## To do
Reproduce exactly the lines from the one containing "on the white" through the last line of the data, both ends included.

----

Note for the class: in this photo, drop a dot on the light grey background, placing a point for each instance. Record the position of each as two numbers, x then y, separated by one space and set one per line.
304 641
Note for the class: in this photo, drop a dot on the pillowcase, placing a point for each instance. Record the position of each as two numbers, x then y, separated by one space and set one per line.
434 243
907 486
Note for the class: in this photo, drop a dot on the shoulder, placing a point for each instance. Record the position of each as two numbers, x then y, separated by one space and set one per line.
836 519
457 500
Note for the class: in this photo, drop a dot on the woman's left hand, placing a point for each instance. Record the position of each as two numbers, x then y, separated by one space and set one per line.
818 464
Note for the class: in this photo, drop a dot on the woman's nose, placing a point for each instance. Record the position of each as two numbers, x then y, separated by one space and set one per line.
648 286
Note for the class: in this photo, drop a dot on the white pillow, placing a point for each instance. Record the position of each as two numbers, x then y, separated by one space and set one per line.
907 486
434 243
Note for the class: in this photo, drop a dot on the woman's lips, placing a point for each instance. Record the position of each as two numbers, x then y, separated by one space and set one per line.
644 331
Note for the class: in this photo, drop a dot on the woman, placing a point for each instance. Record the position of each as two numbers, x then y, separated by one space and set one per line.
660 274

----

## Solution for this exercise
Note for the class: in this photo, drop a dot on the white pillow, placing a point for each instance. Record the position of each as two numbers, x then y, separated by one space and set one per line.
907 486
434 243
Note for the class: in this photo, drop a dot on the woman's lips, placing a point for each instance. Record the position of each as two numbers, x then y, separated by one space and set one per line.
644 331
Note for the class: in this photo, drop a dot on the woman, placing a point for each instance. Record the position of each as two numbers, x then y, separated by one space and set one per line.
660 274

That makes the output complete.